= PASSAGE FOURNI =
À partir de là, donc, la fascination pour ce nouveau pouvoir magique de la représentation, de plus en plus précise avec le trompe-l’œil, et de plus en plus évocatrice grâce aux décors imaginaires que la peinture reconstruit par la perspective et l’observation de la nature, va conduire dans certaines oeuvres à un décentrement/détournement du sujet, qui semble devenir simple prétexte :

-    Décentrement vers le paysage, par exemple, quand on voit un Patinir ou un Brueghel représenter des épisodes de la bible ou de la mythologie comme de simples petites anecdotes à l’intérieur de vastes panoramas.

Joachim Patinir, Repos pendant la fuite en Egypte, panneau 51 x 96cm, c 1524, musée de l’Ermitage, St-Petersbourg

-    Décentrement du portrait vers la nature morte, quand Holbein accompagne le rendu hyperréaliste des ambassadeurs Jean de Dinteville et Georges de Selve, d’une sorte de nature morte d’instruments scientifiques de précision, en un trompe l’œil, lui-même d’une remarquable précision. Elle occupe le centre du panneau. Et juste au-dessous, une mystérieuse anamorphose de crâne devient le véritable sujet du tableau (la vanité du sentiment vaniteux que pourrait conférer au commanditaire ce majestueux double portrait) et s’offre comme une prouesse de l’art de la représentation, et comme la clef de compréhension du travail du peintre.

= DONNÉES BRUTES =
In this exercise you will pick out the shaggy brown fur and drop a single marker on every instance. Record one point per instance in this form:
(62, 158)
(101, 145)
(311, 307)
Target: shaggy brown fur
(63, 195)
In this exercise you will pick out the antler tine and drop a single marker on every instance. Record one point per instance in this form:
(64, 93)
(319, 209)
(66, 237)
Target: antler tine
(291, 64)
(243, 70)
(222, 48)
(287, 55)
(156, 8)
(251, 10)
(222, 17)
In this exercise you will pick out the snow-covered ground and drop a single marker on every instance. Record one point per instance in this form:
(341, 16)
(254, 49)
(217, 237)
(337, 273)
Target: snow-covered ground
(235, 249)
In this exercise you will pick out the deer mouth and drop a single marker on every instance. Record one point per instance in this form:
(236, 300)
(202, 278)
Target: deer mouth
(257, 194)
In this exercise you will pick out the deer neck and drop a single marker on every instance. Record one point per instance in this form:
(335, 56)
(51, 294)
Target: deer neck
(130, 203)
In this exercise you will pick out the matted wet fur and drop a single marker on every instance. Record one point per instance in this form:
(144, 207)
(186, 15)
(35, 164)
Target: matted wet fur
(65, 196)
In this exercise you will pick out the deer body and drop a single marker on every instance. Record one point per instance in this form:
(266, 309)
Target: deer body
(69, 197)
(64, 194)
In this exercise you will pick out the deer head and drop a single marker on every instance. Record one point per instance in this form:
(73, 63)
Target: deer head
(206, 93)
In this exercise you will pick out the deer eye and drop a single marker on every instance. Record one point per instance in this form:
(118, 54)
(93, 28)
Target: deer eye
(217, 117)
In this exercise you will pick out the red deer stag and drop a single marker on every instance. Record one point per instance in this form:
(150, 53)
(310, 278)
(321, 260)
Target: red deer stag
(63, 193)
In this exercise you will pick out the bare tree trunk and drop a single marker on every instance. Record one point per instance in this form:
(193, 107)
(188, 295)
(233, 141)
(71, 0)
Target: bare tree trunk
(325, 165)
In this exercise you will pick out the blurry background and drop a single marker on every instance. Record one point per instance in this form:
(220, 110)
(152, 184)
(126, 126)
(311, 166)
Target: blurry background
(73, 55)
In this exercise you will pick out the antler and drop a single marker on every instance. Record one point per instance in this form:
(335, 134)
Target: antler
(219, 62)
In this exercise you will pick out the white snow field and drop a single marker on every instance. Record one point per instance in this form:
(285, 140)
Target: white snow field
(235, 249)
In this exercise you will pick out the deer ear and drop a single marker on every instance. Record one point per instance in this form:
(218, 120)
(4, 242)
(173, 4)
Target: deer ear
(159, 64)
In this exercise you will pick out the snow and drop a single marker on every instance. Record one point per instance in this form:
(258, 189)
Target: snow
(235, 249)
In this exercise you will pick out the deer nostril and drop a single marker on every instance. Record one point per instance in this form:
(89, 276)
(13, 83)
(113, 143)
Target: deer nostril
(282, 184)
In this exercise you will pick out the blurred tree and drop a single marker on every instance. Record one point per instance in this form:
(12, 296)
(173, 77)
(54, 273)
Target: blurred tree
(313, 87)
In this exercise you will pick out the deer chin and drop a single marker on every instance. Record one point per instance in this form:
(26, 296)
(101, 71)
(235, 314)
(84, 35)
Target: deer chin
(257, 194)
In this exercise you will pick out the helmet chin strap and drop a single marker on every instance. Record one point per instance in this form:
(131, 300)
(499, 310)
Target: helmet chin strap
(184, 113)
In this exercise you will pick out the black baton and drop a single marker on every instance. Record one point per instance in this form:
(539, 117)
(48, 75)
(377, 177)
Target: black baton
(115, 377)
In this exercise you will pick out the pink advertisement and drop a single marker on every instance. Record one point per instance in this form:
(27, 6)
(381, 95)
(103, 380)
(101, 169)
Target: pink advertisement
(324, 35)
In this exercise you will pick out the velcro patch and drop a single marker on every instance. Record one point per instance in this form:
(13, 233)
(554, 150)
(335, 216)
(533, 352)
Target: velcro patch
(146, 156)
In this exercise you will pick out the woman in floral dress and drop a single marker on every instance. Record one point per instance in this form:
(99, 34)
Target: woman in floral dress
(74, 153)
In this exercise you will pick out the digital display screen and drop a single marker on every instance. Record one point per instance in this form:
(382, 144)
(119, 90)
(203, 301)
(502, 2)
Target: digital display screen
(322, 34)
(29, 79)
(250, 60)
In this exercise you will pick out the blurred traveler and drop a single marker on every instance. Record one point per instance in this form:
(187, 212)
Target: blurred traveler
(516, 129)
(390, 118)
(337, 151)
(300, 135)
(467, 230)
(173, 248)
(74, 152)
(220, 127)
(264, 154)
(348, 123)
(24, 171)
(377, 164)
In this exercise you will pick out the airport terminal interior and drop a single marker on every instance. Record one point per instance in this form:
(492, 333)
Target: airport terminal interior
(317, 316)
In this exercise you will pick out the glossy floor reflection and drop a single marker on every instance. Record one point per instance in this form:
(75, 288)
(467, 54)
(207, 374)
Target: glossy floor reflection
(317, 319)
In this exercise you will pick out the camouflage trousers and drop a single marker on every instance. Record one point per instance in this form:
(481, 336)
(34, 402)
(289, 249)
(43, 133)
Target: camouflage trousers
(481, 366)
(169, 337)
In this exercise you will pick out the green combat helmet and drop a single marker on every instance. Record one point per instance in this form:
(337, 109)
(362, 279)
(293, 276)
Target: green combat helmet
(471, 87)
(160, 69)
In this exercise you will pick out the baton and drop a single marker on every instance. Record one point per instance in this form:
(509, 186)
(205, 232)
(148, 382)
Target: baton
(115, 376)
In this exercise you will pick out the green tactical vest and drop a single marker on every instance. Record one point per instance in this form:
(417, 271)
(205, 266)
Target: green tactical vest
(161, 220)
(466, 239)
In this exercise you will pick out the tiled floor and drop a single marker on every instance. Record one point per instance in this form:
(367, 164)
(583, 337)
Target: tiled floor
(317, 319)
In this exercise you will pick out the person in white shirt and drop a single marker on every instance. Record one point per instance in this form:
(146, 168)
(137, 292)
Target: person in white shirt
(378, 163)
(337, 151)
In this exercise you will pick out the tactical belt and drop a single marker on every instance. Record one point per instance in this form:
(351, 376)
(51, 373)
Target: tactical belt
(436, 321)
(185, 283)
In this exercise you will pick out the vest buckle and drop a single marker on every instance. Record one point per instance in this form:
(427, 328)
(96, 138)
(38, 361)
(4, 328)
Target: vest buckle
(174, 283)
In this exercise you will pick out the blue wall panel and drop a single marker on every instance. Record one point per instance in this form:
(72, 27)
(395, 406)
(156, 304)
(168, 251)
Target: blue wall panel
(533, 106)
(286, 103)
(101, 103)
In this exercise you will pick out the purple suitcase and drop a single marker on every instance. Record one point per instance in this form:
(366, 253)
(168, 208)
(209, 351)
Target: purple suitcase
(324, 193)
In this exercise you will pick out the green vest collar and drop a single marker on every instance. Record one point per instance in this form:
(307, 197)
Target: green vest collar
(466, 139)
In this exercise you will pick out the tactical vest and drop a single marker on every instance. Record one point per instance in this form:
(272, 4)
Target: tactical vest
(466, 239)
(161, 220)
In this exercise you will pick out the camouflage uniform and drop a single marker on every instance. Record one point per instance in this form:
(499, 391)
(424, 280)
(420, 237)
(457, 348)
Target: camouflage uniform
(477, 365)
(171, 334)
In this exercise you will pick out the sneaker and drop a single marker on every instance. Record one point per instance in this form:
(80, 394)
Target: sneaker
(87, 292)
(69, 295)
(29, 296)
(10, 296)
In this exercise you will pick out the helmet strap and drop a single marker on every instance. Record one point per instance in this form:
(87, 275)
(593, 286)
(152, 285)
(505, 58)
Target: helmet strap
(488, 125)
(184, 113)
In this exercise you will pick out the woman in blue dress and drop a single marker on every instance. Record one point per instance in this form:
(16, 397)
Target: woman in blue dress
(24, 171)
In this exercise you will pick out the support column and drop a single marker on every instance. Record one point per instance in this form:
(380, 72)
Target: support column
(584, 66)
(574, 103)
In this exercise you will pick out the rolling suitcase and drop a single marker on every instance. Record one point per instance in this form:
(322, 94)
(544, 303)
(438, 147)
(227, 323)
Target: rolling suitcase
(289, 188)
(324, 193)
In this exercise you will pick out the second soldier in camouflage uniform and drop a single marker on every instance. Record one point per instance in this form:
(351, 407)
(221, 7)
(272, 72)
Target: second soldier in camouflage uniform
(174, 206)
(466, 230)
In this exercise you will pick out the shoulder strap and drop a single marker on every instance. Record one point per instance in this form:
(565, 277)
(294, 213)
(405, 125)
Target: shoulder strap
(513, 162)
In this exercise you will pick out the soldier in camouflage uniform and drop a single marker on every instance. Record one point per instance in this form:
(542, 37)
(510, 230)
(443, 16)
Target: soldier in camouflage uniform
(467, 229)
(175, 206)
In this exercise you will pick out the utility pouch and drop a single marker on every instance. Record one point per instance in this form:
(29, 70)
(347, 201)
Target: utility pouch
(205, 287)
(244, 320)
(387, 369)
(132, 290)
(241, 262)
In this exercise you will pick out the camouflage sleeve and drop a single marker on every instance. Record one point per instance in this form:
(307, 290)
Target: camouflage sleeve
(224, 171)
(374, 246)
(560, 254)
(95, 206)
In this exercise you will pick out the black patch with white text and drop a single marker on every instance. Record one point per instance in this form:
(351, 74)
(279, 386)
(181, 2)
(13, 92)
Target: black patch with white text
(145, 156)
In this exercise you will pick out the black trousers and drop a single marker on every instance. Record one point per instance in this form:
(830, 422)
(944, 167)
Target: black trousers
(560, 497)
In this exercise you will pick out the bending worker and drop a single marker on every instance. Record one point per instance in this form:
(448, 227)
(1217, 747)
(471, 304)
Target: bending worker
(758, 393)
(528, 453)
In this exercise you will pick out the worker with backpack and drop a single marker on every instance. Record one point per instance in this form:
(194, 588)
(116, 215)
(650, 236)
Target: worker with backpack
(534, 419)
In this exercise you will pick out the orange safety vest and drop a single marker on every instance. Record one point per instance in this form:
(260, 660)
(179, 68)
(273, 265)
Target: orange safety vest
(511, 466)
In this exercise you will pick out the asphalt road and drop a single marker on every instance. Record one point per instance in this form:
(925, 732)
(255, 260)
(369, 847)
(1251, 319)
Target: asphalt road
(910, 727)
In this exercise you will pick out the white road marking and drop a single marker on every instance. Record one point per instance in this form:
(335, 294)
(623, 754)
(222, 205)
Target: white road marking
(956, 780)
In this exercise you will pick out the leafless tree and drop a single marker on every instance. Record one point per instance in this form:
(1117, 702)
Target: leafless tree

= CONSIGNE ÉCRITE 1 =
Selon le passage sur le décentrement du sujet, dans quel musée est conservé le Repos pendant la fuite en Egypte de Joachim Patinir ?
= CONSIGNE ÉCRITE 2 =
Reproduisez à l'identique le passage sur le décentrement du sujet, en commençant à « -    Décentrement du » et en terminant à « travail du peintre. ».

= RÉPONSE 1 =
Au musée de l'Ermitage, à St-Petersbourg.

= RÉPONSE 2 =
-    Décentrement du portrait vers la nature morte, quand Holbein accompagne le rendu hyperréaliste des ambassadeurs Jean de Dinteville et Georges de Selve, d’une sorte de nature morte d’instruments scientifiques de précision, en un trompe l’œil, lui-même d’une remarquable précision. Elle occupe le centre du panneau. Et juste au-dessous, une mystérieuse anamorphose de crâne devient le véritable sujet du tableau (la vanité du sentiment vaniteux que pourrait conférer au commanditaire ce majestueux double portrait) et s’offre comme une prouesse de l’art de la représentation, et comme la clef de compréhension du travail du peintre.